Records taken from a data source
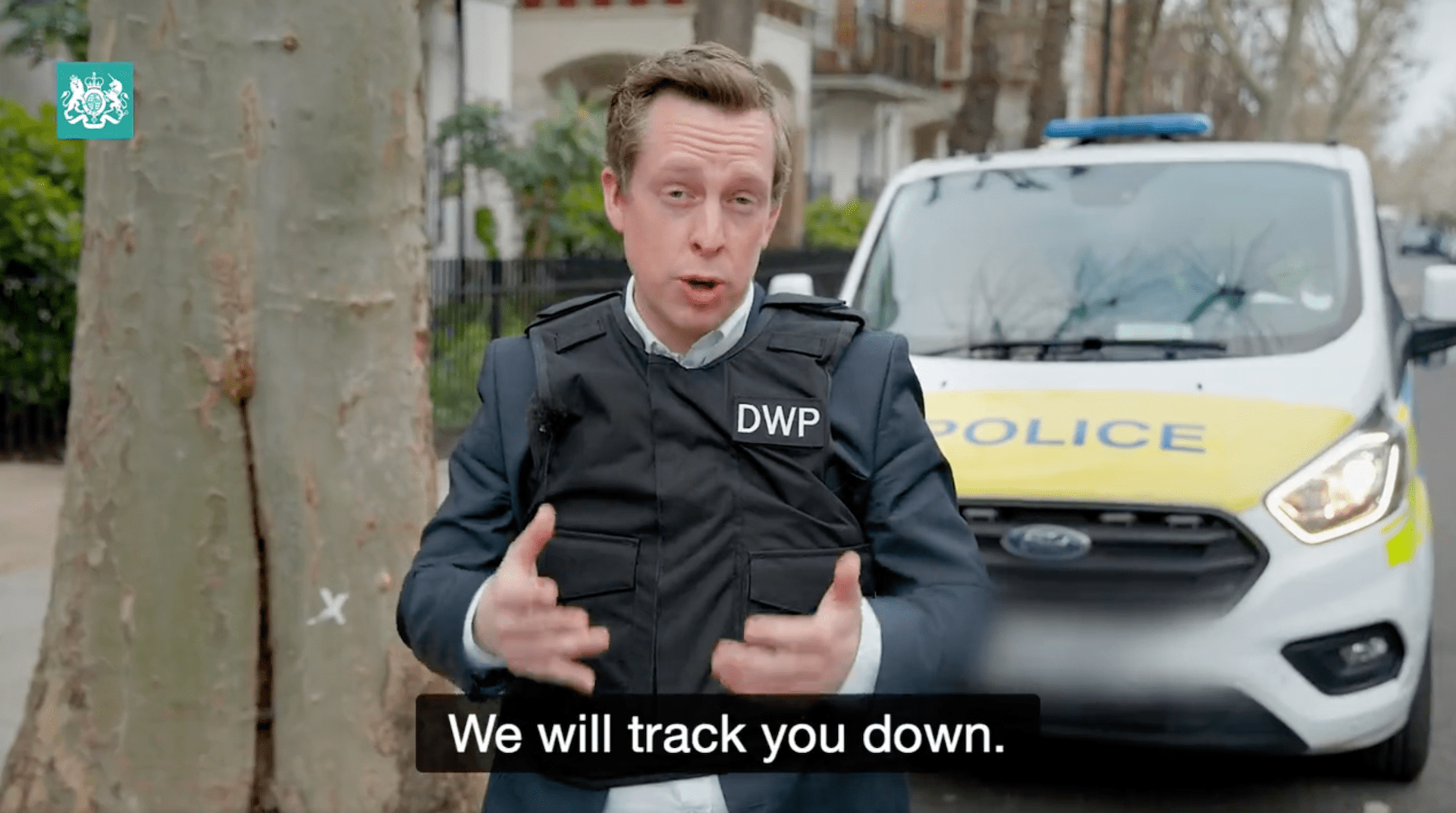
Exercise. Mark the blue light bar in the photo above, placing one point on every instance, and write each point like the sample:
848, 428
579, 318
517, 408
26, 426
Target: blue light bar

**Task instructions:**
Output every line of the listing as a numbered list, skipping blank lines. Do not include the pictures.

**Task result:**
1. Exercise. Mark the blue light bar in the photo above, placing one point on every instance, and write each point like the sample:
2. 848, 428
3. 579, 318
4. 517, 408
5. 26, 426
6. Target: blue light bar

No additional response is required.